아래 행 중에서 "tree"라는 단어가 들어 있는 행을 모두 찾아 빠짐없이 옮겨 적으세요. 대문자와 소문자는 구별해야 합니다.

----

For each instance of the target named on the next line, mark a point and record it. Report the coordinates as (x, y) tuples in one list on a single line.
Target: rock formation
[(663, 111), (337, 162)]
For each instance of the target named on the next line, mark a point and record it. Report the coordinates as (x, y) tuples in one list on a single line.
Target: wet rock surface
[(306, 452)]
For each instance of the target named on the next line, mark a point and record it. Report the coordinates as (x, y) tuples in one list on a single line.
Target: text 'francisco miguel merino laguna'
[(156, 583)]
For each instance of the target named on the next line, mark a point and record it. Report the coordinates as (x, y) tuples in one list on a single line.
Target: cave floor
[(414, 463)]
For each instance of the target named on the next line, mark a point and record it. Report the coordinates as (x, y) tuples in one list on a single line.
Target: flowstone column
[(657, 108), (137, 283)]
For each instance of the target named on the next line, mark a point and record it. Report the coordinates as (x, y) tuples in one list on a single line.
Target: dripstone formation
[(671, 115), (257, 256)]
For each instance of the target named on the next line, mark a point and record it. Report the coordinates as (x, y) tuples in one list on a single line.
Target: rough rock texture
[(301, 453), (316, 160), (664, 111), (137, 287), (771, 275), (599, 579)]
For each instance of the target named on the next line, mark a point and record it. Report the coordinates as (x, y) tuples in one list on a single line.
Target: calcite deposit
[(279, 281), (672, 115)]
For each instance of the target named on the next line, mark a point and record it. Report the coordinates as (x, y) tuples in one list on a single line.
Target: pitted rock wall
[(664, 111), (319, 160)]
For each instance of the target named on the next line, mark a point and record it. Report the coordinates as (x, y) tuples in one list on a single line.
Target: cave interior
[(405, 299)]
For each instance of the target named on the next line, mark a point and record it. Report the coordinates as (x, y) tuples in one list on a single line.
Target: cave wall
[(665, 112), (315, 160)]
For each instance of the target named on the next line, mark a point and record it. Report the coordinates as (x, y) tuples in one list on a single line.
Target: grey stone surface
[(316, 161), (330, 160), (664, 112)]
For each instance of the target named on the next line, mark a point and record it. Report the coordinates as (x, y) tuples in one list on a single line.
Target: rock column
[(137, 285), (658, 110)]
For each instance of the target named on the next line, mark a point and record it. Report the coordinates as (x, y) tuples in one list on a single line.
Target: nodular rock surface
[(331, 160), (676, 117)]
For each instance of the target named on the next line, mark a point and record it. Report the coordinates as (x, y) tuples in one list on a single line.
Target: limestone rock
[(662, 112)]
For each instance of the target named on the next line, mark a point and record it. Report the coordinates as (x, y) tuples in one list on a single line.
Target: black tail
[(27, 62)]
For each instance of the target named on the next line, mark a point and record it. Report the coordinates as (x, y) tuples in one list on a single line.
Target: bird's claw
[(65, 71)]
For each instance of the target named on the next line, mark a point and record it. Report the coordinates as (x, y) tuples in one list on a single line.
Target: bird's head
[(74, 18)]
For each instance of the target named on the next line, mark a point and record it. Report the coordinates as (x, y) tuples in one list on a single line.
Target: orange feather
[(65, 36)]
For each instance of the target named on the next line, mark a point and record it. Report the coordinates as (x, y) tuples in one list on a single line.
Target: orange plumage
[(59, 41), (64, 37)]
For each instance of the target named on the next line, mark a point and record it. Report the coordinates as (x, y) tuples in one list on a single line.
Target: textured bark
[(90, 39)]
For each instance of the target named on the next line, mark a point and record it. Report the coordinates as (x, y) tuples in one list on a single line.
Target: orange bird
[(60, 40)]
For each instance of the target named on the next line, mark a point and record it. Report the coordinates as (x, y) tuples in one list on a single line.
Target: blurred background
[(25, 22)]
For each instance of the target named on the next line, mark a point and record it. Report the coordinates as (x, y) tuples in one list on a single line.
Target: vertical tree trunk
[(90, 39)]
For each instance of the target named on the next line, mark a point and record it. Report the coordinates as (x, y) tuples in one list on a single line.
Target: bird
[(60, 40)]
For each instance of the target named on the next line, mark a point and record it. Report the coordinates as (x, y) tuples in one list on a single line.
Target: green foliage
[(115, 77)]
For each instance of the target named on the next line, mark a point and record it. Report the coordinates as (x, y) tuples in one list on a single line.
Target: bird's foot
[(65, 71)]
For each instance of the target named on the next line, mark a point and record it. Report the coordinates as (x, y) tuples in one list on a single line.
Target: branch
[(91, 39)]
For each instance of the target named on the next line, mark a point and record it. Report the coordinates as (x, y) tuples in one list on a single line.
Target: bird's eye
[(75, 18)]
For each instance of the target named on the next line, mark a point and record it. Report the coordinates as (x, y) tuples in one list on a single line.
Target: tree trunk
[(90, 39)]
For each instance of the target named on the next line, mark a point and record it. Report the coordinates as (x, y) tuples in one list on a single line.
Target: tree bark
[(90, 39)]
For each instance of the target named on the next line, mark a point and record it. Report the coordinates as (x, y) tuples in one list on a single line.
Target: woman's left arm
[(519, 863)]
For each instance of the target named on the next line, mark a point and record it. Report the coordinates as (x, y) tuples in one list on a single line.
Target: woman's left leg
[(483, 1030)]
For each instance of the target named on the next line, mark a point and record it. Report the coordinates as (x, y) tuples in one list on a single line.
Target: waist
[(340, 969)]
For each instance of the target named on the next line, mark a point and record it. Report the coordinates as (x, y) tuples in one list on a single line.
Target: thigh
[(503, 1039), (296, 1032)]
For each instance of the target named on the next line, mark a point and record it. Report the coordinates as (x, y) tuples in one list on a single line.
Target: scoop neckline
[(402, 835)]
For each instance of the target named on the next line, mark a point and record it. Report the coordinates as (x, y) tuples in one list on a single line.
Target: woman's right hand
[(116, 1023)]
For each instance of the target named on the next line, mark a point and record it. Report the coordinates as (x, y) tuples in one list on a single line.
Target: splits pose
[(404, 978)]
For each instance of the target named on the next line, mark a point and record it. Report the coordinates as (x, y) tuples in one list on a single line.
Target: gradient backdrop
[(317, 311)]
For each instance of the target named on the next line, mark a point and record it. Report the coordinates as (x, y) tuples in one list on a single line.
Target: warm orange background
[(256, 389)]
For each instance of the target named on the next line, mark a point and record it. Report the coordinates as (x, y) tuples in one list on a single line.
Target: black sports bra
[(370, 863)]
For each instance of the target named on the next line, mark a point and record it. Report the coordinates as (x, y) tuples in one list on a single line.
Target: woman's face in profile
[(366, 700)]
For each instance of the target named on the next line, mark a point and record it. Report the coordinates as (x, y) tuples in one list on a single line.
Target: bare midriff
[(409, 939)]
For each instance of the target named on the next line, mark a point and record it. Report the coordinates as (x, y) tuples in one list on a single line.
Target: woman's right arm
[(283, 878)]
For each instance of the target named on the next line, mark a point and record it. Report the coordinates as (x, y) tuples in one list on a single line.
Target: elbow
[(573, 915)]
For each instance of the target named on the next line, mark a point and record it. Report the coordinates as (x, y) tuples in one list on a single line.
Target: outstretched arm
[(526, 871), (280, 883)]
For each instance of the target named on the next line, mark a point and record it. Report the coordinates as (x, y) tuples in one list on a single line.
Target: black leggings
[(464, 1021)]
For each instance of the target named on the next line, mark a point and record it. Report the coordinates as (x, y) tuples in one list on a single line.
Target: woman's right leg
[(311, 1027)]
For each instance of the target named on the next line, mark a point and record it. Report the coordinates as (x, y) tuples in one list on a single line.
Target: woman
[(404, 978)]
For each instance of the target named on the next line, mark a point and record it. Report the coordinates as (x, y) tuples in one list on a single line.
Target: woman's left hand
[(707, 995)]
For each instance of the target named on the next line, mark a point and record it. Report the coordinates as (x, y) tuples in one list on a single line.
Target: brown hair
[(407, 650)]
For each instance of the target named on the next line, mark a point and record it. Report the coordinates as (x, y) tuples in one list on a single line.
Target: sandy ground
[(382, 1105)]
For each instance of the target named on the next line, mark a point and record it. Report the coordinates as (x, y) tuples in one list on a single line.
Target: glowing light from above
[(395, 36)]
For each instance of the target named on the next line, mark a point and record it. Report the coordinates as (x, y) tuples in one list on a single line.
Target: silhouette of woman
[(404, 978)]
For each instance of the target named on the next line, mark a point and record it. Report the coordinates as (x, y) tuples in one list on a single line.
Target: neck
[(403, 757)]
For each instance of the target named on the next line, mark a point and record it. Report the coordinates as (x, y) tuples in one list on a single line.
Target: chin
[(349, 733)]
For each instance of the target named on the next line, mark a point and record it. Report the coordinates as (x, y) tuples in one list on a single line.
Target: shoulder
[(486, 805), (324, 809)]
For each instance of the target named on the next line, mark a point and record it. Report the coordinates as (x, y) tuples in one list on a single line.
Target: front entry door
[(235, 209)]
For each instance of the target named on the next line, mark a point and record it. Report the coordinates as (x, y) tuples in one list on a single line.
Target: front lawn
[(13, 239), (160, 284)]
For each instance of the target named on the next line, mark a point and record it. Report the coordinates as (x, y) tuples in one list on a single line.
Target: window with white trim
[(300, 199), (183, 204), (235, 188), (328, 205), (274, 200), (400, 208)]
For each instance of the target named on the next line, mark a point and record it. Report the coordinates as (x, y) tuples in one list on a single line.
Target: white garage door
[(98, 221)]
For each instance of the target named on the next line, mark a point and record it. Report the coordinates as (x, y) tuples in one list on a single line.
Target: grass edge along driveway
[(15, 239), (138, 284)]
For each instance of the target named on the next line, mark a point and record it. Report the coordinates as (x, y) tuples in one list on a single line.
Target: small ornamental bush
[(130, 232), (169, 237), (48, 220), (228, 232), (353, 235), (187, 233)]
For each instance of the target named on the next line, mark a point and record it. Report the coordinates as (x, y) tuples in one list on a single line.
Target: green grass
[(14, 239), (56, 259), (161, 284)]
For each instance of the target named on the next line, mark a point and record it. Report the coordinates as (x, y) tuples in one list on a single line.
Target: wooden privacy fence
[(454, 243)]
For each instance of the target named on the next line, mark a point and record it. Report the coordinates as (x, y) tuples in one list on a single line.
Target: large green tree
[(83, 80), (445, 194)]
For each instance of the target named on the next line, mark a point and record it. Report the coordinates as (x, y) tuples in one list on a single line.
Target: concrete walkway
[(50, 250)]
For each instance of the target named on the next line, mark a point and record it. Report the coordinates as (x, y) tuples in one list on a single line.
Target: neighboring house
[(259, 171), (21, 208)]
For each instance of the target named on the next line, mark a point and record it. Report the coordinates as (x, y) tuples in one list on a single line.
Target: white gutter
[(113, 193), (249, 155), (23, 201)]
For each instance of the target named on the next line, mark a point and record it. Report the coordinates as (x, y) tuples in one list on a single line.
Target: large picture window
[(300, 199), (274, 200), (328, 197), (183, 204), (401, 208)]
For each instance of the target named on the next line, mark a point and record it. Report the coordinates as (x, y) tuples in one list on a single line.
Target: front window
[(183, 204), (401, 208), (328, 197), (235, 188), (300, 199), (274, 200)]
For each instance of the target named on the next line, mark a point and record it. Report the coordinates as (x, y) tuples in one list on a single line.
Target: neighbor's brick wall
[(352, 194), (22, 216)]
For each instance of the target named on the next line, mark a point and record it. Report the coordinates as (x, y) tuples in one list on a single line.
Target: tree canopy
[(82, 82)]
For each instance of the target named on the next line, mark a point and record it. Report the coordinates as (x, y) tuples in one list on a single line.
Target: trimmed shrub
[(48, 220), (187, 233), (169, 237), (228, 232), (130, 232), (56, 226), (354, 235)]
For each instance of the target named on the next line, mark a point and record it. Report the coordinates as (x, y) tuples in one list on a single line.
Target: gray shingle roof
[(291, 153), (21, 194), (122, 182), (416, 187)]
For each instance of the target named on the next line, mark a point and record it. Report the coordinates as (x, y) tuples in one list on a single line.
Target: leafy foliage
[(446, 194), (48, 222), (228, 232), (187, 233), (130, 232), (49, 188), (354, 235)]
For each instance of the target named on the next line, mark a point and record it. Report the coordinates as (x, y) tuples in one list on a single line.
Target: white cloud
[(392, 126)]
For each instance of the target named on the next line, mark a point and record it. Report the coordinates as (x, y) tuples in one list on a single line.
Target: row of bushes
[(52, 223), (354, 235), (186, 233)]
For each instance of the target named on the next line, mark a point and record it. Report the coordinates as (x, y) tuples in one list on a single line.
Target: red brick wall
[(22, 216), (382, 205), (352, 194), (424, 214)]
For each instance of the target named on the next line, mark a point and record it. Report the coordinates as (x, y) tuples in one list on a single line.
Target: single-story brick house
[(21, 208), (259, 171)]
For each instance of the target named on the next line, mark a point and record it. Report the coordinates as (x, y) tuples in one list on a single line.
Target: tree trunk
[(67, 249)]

----

▸ **정답**:
Target: vertical tree trunk
Target: tree trunk
Target: tree bark
Target: large green tree
Target: tree canopy
Target: tree trunk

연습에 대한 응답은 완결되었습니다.